■ **WHAT IS EXPECTED**: Answer with a number only, stating how many lines of the records hold the word "circular".

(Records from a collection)
▬▬▬▬▬▬▬▬▬▬

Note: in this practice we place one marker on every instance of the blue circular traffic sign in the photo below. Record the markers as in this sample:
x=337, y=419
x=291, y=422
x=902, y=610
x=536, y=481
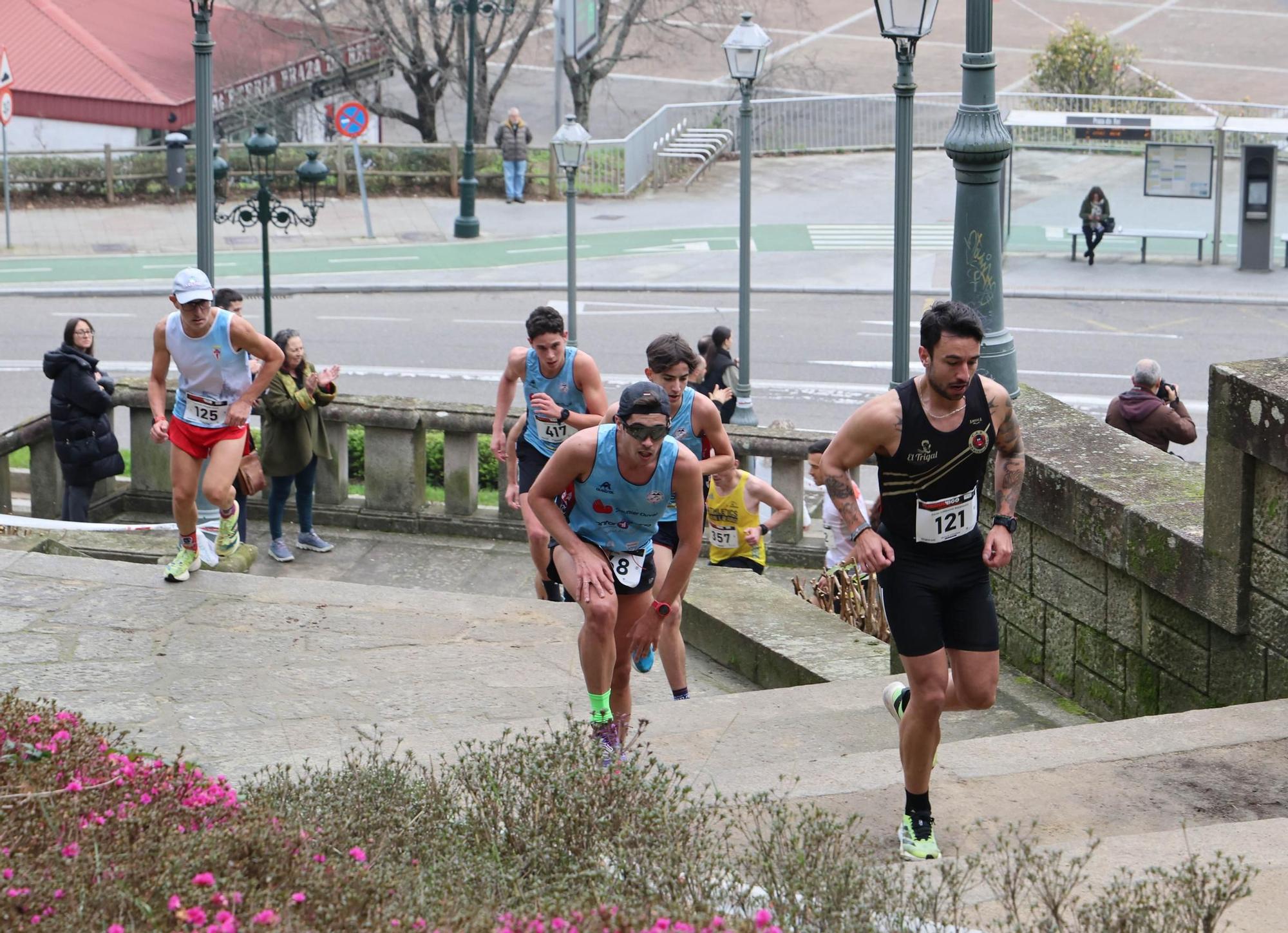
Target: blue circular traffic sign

▬▬▬▬▬▬▬▬▬▬

■ **RESULT**: 2